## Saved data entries
------------------------
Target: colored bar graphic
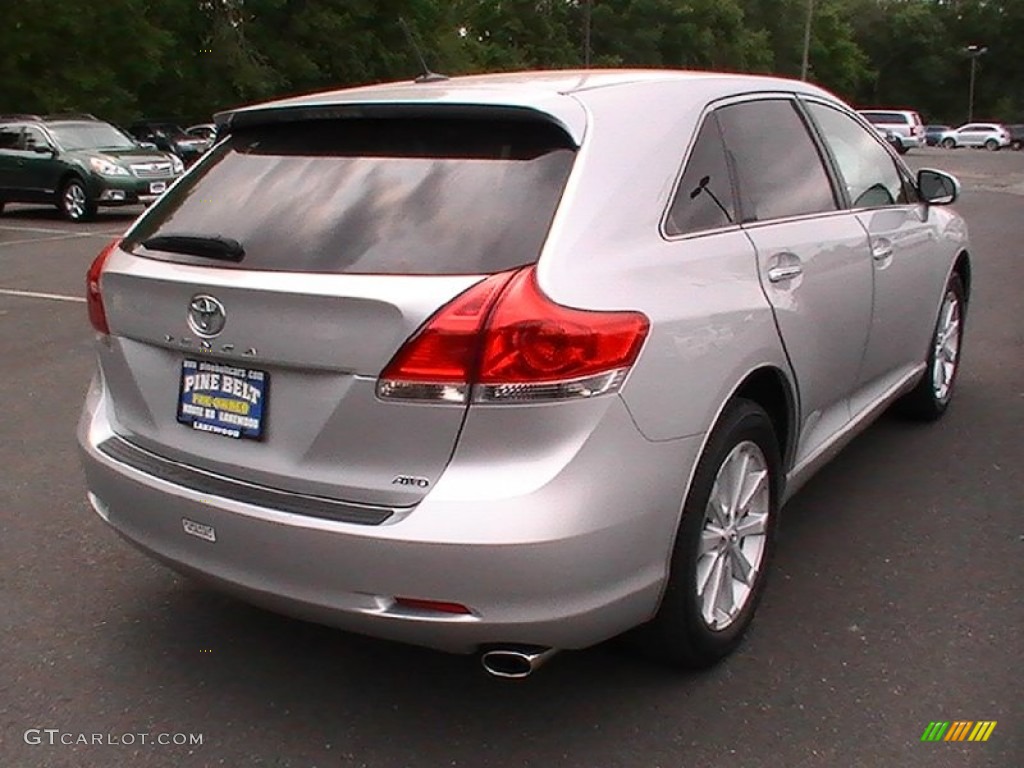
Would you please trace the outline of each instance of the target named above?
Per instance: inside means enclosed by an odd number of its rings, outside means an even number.
[[[946,734],[946,738],[943,741],[963,741],[967,735],[967,729],[972,725],[974,723],[969,720],[957,720],[953,723],[953,727],[949,729],[949,733]]]
[[[933,720],[921,734],[921,741],[988,741],[995,729],[995,720]]]

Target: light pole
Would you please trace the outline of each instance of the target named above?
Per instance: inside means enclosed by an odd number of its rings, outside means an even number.
[[[807,21],[804,24],[804,58],[800,64],[800,79],[807,79],[811,65],[811,21],[814,20],[814,0],[807,0]]]
[[[971,57],[971,87],[967,96],[967,122],[974,122],[974,78],[978,70],[978,57],[988,53],[984,45],[968,45],[964,52]]]
[[[583,2],[583,68],[590,69],[590,11],[593,0]]]

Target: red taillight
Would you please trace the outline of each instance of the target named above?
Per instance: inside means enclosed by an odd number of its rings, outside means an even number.
[[[591,312],[552,302],[533,269],[516,274],[487,323],[479,383],[565,381],[628,368],[647,336],[638,312]]]
[[[555,304],[533,267],[494,275],[443,307],[381,374],[385,399],[587,397],[618,388],[649,323],[638,312]]]
[[[471,613],[469,608],[461,603],[449,603],[443,600],[423,600],[418,597],[396,597],[395,605],[402,608],[411,608],[415,611],[450,613],[456,616],[468,616]]]
[[[100,291],[100,276],[103,274],[103,266],[110,258],[110,254],[121,244],[121,238],[111,241],[110,245],[100,251],[99,256],[93,259],[89,271],[85,275],[85,301],[89,308],[89,322],[92,327],[102,334],[109,334],[107,326],[107,313],[103,309],[103,294]]]
[[[501,289],[512,277],[503,272],[483,280],[437,312],[398,350],[381,378],[434,383],[465,383],[479,352],[480,330]]]

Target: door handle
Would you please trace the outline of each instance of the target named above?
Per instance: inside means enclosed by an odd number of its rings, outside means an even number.
[[[781,283],[783,280],[792,280],[804,273],[804,268],[799,264],[787,264],[784,267],[772,267],[768,270],[768,282]]]
[[[892,243],[881,238],[871,244],[871,258],[875,261],[884,261],[892,256]]]

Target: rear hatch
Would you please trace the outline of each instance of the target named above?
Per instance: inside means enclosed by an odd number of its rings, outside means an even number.
[[[115,430],[249,483],[416,503],[466,406],[385,402],[377,378],[453,298],[537,260],[574,157],[539,113],[236,130],[106,262]]]

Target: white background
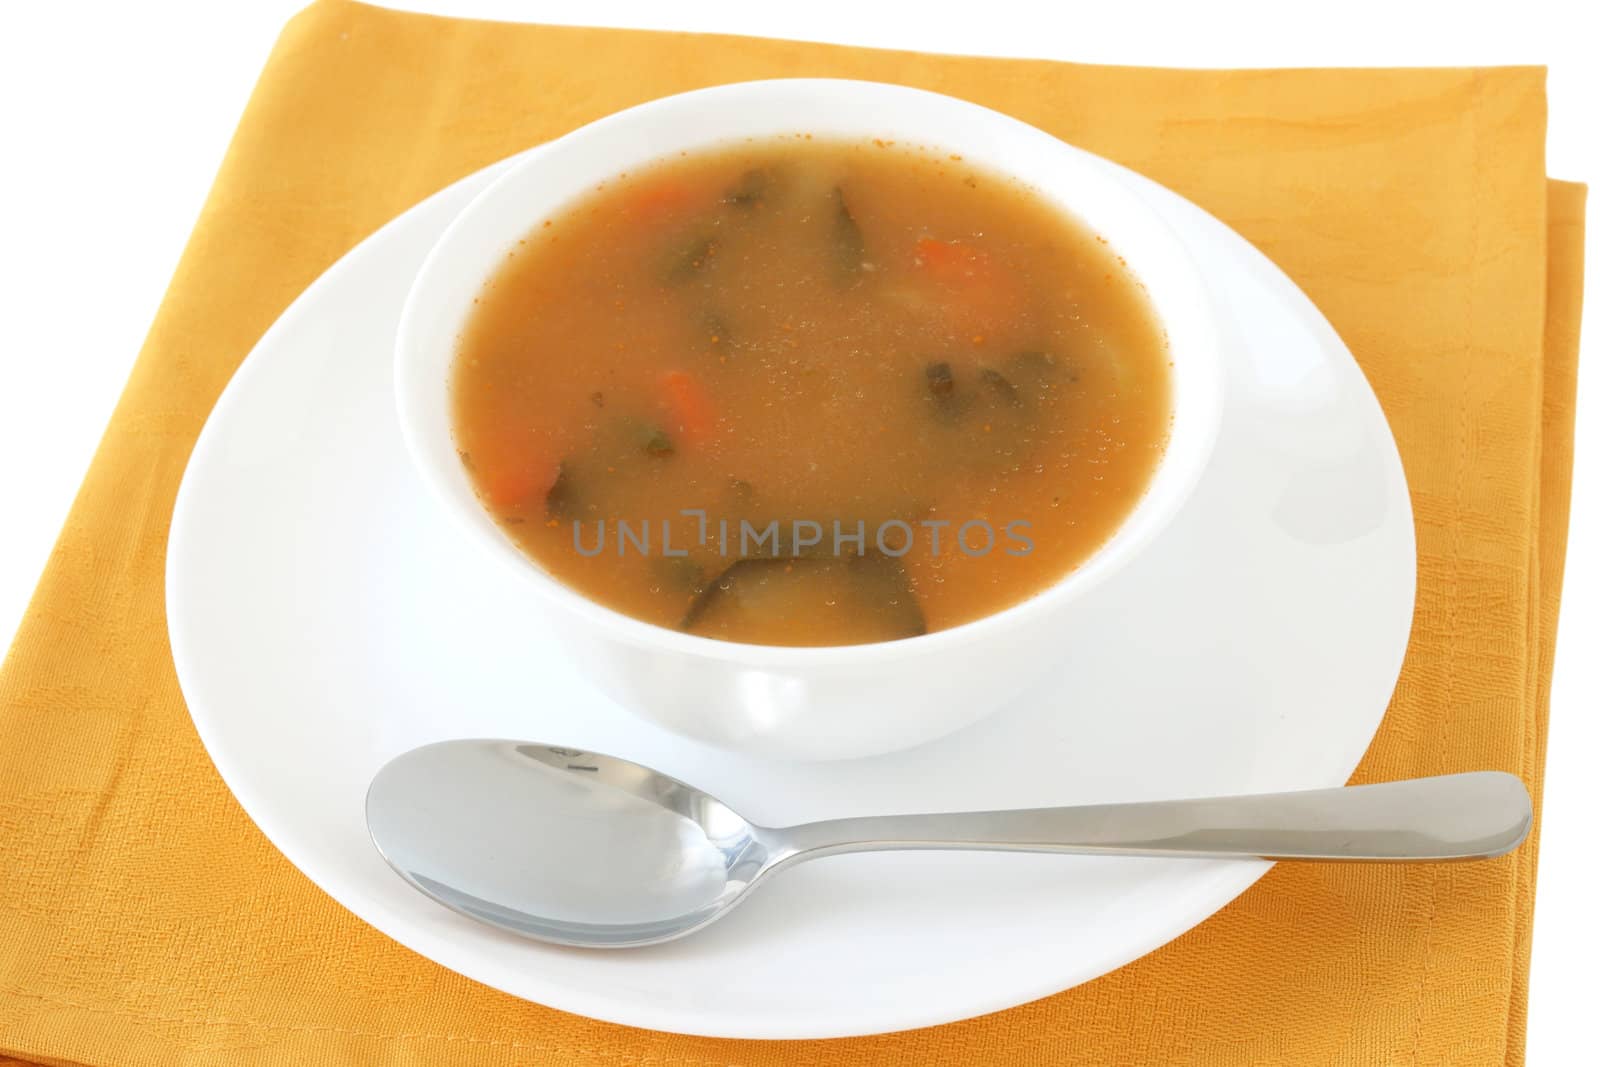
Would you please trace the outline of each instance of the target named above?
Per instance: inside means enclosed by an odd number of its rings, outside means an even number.
[[[0,646],[9,644],[256,75],[298,0],[32,3],[0,31]],[[1600,182],[1600,67],[1569,4],[869,5],[411,0],[440,14],[1170,66],[1540,63],[1549,173]],[[1585,7],[1587,5],[1584,5]],[[1316,13],[1312,13],[1315,11]],[[1591,226],[1600,232],[1600,223]],[[1529,1062],[1592,1054],[1600,921],[1600,396],[1590,282],[1535,920]],[[1584,422],[1589,425],[1585,426]],[[0,784],[0,788],[4,788]],[[1578,1050],[1588,1049],[1589,1053]]]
------------------------
## What is required
Output every entry word for word, but omit the pictures.

## Output
Target: colored bar graphic
Would you please trace the outline of each instance of the target named above?
Per instance: inside means enclosed by an odd number of its rings, outside means an even number.
[[[946,734],[946,738],[943,741],[963,741],[967,735],[967,729],[972,725],[974,723],[969,720],[957,720],[953,723],[953,727],[949,729],[949,733]]]
[[[933,720],[921,734],[921,741],[988,741],[995,729],[995,720]]]

Target: light pole
Would you please trace the outline of each instance of the target named above?
Per instance: inside means enclosed by an odd number of its rings, outside means an even number.
[[[807,21],[804,24],[804,58],[800,64],[800,79],[807,79],[811,65],[811,21],[814,20],[814,0],[807,0]]]
[[[971,57],[971,87],[967,96],[967,122],[974,122],[974,78],[978,70],[978,57],[988,53],[984,45],[968,45],[964,52]]]
[[[583,2],[583,68],[590,69],[590,11],[593,0]]]

Target: red taillight
Would you please trace the outline of each instance of the target named above?
Per instance: inside means enclosed by an odd number of its rings, outside means an even number.
[[[591,312],[552,302],[533,269],[516,274],[487,323],[479,383],[565,381],[628,368],[647,336],[638,312]]]
[[[555,304],[533,267],[494,275],[443,307],[381,374],[385,399],[587,397],[618,388],[649,323],[638,312]]]
[[[471,613],[469,608],[461,603],[449,603],[443,600],[423,600],[418,597],[396,597],[395,605],[402,608],[411,608],[415,611],[450,613],[456,616],[468,616]]]
[[[100,291],[100,276],[103,274],[103,266],[110,258],[110,254],[121,244],[121,238],[111,241],[110,245],[100,251],[99,256],[93,259],[89,271],[85,275],[85,301],[89,308],[89,322],[92,327],[102,334],[109,334],[107,326],[107,313],[103,309],[103,294]]]
[[[501,289],[512,277],[503,272],[483,280],[437,312],[398,350],[381,378],[434,383],[465,383],[479,352],[480,330]]]

Target: door handle
Would you please trace the outline of each instance of the target named above?
Per instance: inside means enclosed by an odd number of its rings, outside means an even number.
[[[781,283],[783,280],[792,280],[804,273],[804,268],[799,264],[787,264],[784,267],[772,267],[768,270],[768,282]]]
[[[892,243],[881,238],[871,244],[871,258],[875,261],[884,261],[892,256]]]

Target: rear hatch
Would you please trace the outline of each instance of the target named above?
Per instance: inside means enclosed by an odd number of its rings, outside means an even number.
[[[115,430],[249,483],[416,503],[466,406],[385,402],[377,378],[453,298],[537,260],[574,157],[539,113],[236,130],[106,262]]]

Target: white background
Would you please trace the outline of each instance of the target named above?
Per instance: inside means enclosed by an odd number of its rings, outside means an even number.
[[[0,646],[9,644],[256,75],[298,0],[32,3],[0,31]],[[1600,182],[1600,67],[1569,4],[869,5],[411,0],[440,14],[1170,66],[1540,63],[1549,173]],[[1585,7],[1587,5],[1584,5]],[[1316,13],[1312,13],[1315,11]],[[1591,226],[1600,232],[1600,223]],[[1529,1062],[1592,1054],[1600,921],[1600,396],[1590,282],[1535,920]],[[1584,422],[1589,425],[1585,426]],[[0,784],[0,788],[4,788]],[[1578,1050],[1588,1049],[1589,1053]]]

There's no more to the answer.